Inflation: il sera temps d’aviser  par François Schaller

Venant après les Etats-Unis, le nouvel ordonnancement des objectifs de la Banque d’Angleterre plaçant l’évolution des taux de chômage en tête des critères pris en compte pour la politique monétaire ouvre certainement une ère nouvelle. Elle n’est guère rassurante sur au moins un point: l’emploi figurant au sommet des préoccupations politiques dans le monde développé, la pression ne va cesser de s’alourdir pour que les banques centrales y répondent. Celles qui ne s’y sont pas encore mises devront se déterminer publiquement par rapport à cette tendance. Y compris la Banque nationale suisse si le taux de chômage s’orientait durablement à la hausse. La Banque du Japon a reçu un mandat conjoncturel impératif de la part de son gouvernement, et la BCE donne déjà des indications relevant du forward guidance (même si aucune limite inférieure de non-emploi n’a encore été fixée pour une éventuelle hausse des taux directeurs). 

PLUS/MOINS DINFLATION EN SUIVANT:

Sur le fond, il est possible de se dire que la volonté d’inonder le marché des capitaux pour maintenir l’emploi par effet de richesse n’est rien d’autre qu’une préoccupation très classique de stabilité des prix: l’ensemble des Etats développés redoutent en premier lieu une déflation à la japonaise. Soutenir la consommation et les investissements avec des orientations prospectives n’est rien d’autre qu’une tentative d’éviter un alignement progressif des prix et des salaires sur les niveaux des économies en rattrapage.  Le vertige provoqué par la création monétaire, qui semble ne plus connaître de limites, renvoie évidemment à un risque d’inflation aussi évident qu’ambivalent. N’y a-t-il pas de barrage plus solide contre la déflation qu’une bonne inflation? Depuis des décennies, le seuil de tolérance au renchérissement dans l’orthodoxie des banques centrales est de 2%. Les problèmes insurmontables d’endettement public ont fini par en faire un véritable objectif (l’érosion monétaire étant censée rendre le désendettement moins douloureux). La Fed ne va-t-elle pas jusqu’à déplorer le manque d’inflation? Les sceptiques redoutant la bombe hyper-inflationniste à retardement n’ont probablement pas tort. De toute évidence, le consensus politique estime aujourd’hui qu’il sera toujours temps d’aviser.

***

== À réaliser ==
A. Relevez toutes les banques centrales mentionnées dans l'extrait sur l'inflation.
B. Poursuivez l'extrait sur l'inflation à la suite de sa dernière phrase.
La liste qui suit provient d'une autre source que l'extrait sur l'inflation.

== Données fournies ==

***

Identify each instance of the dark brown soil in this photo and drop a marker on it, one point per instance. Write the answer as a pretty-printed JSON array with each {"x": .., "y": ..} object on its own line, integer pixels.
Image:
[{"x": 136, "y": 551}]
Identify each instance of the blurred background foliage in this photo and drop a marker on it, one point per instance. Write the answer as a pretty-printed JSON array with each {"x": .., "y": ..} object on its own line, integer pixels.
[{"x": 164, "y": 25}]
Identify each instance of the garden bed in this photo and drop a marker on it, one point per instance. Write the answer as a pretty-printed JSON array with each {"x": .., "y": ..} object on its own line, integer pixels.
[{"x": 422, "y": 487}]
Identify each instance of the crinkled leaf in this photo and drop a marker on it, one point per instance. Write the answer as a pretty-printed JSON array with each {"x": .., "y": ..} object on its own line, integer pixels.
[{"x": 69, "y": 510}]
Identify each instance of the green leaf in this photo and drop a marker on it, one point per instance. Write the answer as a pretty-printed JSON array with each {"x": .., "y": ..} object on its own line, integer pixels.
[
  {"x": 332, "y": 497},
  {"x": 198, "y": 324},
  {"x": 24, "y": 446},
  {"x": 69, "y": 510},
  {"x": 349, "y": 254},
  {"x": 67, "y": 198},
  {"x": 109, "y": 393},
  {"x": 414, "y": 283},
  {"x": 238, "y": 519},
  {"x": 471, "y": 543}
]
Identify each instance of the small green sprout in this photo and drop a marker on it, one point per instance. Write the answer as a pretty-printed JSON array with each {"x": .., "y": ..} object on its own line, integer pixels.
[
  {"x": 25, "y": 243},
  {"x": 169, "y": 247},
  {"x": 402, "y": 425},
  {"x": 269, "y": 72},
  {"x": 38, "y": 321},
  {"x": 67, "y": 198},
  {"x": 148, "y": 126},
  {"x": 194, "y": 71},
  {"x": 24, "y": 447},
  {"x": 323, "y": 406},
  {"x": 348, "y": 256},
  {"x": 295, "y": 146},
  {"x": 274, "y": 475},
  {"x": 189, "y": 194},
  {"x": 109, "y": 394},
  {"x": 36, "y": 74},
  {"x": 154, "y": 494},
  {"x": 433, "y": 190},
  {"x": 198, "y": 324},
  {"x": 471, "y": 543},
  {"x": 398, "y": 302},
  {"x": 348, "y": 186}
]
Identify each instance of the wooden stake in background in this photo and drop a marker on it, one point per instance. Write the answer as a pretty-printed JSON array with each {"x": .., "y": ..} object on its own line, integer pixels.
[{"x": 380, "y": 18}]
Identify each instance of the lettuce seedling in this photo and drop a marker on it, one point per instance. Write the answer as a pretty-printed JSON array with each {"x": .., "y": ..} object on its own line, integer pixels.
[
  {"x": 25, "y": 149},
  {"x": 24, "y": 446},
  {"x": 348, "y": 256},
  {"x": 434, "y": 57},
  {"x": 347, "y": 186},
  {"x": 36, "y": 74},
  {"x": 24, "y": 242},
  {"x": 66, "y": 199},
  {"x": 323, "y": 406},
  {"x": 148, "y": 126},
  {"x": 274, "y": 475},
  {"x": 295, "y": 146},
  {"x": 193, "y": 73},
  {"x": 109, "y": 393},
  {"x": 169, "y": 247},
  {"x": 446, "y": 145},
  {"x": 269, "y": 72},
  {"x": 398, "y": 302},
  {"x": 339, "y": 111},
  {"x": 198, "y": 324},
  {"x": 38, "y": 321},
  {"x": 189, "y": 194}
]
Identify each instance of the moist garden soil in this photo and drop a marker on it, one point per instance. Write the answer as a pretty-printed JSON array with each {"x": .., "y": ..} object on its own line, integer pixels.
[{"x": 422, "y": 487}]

***

== Résultats par tâche ==
A. Banque d'Angleterre, Banque nationale suisse, Banque du Japon, BCE, Fed

B.
par François Schaller/ Agefi Suise 9/8/2013 

http://agefi.com/une/detail/artikel/inflation-il-sera-temps-daviser.html

EN COMPLEMENT: Quelle stratégie face à l’inflation?

L’inflation et la croissance économique sont les deux facteurs macro-économiques qui influencent la performance des grandes classes d’actifs.

L’inflation est un paramètre essentiel pour la stratégie d’investissement. L’inflation et la croissance économique sont les deux facteurs macro-économiques qui influencent la performance des grandes classes d’actifs et leur positionnement relatif dans un portefeuille. Une croissance économique sans pression inflationniste est la configuration idéale. Quand l’inflation se manifeste suite à un excès de demande par rapport au potentiel de croissance, les incertitudes augmentent, le mix macro et la qualité des résultats des sociétés se dégradent. Rappelons que l’inflation n’est pas uniquement une hausse de l’indice des prix. C’est surtout un phénomène auto-entretenu de hausse des prix, des salaires et des coûts de production, spirale qui s’accompagne d’une hausse de la masse monétaire et qui conduit à une baisse de la valeur de la monnaie.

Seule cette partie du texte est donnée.